→ AIM
Please lay out every entry below as a numbered list, with any blank lines left out.

Dataset rows showing where objects appear
════
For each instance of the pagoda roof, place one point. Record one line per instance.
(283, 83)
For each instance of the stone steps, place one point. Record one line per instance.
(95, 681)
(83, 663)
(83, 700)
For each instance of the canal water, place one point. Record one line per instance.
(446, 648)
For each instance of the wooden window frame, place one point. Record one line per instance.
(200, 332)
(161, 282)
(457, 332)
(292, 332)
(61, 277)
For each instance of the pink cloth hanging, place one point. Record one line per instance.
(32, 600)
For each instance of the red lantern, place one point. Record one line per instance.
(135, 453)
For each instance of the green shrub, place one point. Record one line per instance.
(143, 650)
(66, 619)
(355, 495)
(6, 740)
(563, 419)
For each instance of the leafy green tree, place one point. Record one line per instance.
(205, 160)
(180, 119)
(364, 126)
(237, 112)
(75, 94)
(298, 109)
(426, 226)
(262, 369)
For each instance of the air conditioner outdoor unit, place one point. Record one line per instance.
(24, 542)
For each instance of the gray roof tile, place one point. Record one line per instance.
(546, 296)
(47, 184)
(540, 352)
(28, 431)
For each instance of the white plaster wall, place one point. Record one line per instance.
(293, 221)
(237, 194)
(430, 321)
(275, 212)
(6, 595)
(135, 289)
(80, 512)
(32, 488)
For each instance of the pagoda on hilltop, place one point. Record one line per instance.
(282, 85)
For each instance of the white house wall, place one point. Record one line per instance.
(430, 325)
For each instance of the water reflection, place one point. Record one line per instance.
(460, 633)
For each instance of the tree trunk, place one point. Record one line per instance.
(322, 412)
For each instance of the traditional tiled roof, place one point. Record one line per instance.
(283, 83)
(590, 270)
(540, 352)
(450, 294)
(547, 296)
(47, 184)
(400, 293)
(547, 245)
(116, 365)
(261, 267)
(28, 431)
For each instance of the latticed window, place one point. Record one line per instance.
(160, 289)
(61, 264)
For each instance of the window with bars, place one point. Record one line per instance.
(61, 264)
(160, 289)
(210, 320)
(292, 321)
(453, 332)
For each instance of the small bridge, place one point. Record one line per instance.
════
→ TASK OUTPUT
1. For each instance of the pagoda roof, place one point. Record one line per instance.
2. (283, 83)
3. For each instance of the stone steps, place one point. Record one line per instance.
4. (95, 681)
5. (83, 663)
6. (83, 700)
7. For each instance of the canal water, place one point. Record one line per instance.
8. (446, 648)
9. For each instance of the wooden window frame, place one point. Record one line per instance.
10. (200, 332)
11. (161, 282)
12. (457, 332)
13. (292, 332)
14. (61, 277)
15. For each instance of the pink cloth hanging, place one point. Record one line per instance.
16. (32, 600)
17. For each instance of the red lantern, place one point. Record one line per instance.
18. (135, 453)
19. For each instance of the green shrub, place one point. Record one line per instance.
20. (143, 650)
21. (66, 619)
22. (355, 495)
23. (6, 740)
24. (563, 419)
25. For each instance of the leafy green tree, place one point. Record one line per instance.
26. (205, 160)
27. (180, 119)
28. (364, 126)
29. (237, 112)
30. (75, 94)
31. (298, 109)
32. (426, 226)
33. (262, 369)
34. For each instance of the air conditioner outdoor unit, place one point. Record one line per instance.
35. (24, 542)
36. For each instance of the gray roof tile, place one point. Record one line per instance.
37. (546, 296)
38. (47, 184)
39. (540, 352)
40. (28, 431)
41. For each instance of the white plaster wall, place one point. Record one line per instance.
42. (293, 221)
43. (237, 194)
44. (430, 321)
45. (275, 212)
46. (6, 595)
47. (135, 289)
48. (80, 512)
49. (32, 488)
50. For each instance of the pagoda on hilltop, place one point. Record one line per instance.
51. (282, 85)
52. For each instance of the white house wall, place one point. Record one line per instance.
53. (430, 325)
54. For each instance of the water reflection, place one point. Record one line per instance.
55. (460, 633)
56. For each instance of the tree trunk, place one point. Record one line per instance.
57. (322, 412)
58. For each instance of the traditional tiled roof, place one point. Record one line per instance.
59. (283, 83)
60. (590, 270)
61. (540, 352)
62. (450, 294)
63. (547, 296)
64. (47, 184)
65. (400, 293)
66. (547, 245)
67. (116, 365)
68. (261, 267)
69. (28, 431)
70. For each instance of the latticed window, place one point. Record one line per instance.
71. (160, 289)
72. (61, 264)
73. For each instance of the window with bars, place one point. Record one line per instance.
74. (61, 264)
75. (160, 289)
76. (210, 320)
77. (292, 321)
78. (453, 332)
79. For each instance of the small bridge, place one point. Record one line per instance.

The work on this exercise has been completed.